- **TEXT TO READ**:
----
I've built a system which allocates numpy arrays and processes them in
C++ code (this is because I'm building a native code module using
boost.python and it makes sense to use numpy data storage to then deal
with outputs in python, without having to do any copying). Everything
seems fine except when I parallelise the main loop, (openmp and TBB
give the same results) in which case I see a whole bunch of messages
"reference count error detected: an attempt was made to deallocate 12 (d)"
sometimes during the running of the program, sometimes all at the end
(presumably when all the destructors in my program run).
To clarify, the loop I am now running parallel takes read-only
parameters (enforced by the C++ compiler using 'const') and as far as
I can tell there are no race conditions with multiple threads writing
to the same numpy arrays at once or anything obvious like that.
I recompiled numpy (I'm using 1.6.1 from the official git repository)
to print out some extra information with the reference count message,
namely a pointer to the thing which is being erroneously deallocated.
Surprisingly, it is always the same address for any run of the
program, considering this is a message printed out hundreds of times.
----
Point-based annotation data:
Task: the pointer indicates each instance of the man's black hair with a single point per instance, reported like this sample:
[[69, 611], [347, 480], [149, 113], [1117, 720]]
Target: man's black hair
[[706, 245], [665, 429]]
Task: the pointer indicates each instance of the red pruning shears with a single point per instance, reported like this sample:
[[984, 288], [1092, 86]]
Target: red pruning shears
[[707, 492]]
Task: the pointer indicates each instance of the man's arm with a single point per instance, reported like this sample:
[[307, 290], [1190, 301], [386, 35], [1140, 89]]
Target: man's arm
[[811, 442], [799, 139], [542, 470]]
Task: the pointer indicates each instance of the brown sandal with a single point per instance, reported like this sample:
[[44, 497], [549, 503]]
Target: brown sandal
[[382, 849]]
----
- **PROBLEMS TO SOLVE**:
**a)** Answer these questions about the post on numpy reference count errors:
(i) Which two tools for parallelizing the main loop give the same results?
(ii) Which version of numpy is used, and where was it obtained?
(iii) What extra information was added to the reference count message after recompiling?
**b)** From the post on numpy reference count errors, quote the stretch from "To clarify, the" through "obvious like that.".
**c)** Continue the post on numpy reference count errors from its final sentence.

- **RESPONSES FOR EACH TASK**:
**a)**
(i) OpenMP and TBB.
(ii) Version 1.6.1, from the official git repository.
(iii) A pointer to the thing that is being erroneously deallocated.

**b)**
To clarify, the loop I am now running parallel takes read-only
parameters (enforced by the C++ compiler using 'const') and as far as
I can tell there are no race conditions with multiple threads writing
to the same numpy arrays at once or anything obvious like that.

**c)**
I've looked into this a little with GDB and as far as I can see the
object which the message pertains to is an "array descriptor", or at
least that's what I conclude from backtraces similar to the following:
Breakpoint 1, arraydescr_dealloc (self=0x1029083a0) at descriptor.c:1501
1501 fprintf(stderr, "*** Reference count error detected: \n" \
#0 arraydescr_dealloc (self=0x1029083a0) at descriptor.c:1501
#1 0x0000000102897fc4 in array_dealloc (self=0x117e0e850) at arrayobject.c:271
#2 0x0000000103e592d7 in
const>::dispose (this=<value temporarily unavailable, due to
optimizations>) at refcount.hpp:36
#3 .... my code
Obviously I can turn off the parallelism to make this problem go away,
but since my underlying algorithm is trivially parallelisable I was
counting on being able to achieve linear speedup across cores..
Currently I can, and as far as I know there are no actual incorrect
results being produced by the program. However, in my field (Machine
Learning) it's difficult enough to know whether the numbers calculated
are sensible even without the presence of these kind of warnings, so
I'd like to get a handle on at least why this is happening so I'd know
know whether I can safely ignore it.
My guess at what might be happening is that the multiple threads are
dealing with some object concurrently and the updates to the reference
count are not processed atomically, meaning that there are too many
DECREFs which happen later on. I had presumed that allocated different
numpy matrices in different threads, and then all reading from central
numpy matrices would work fine, but apparently there is something I
missed, pertaining to descriptors..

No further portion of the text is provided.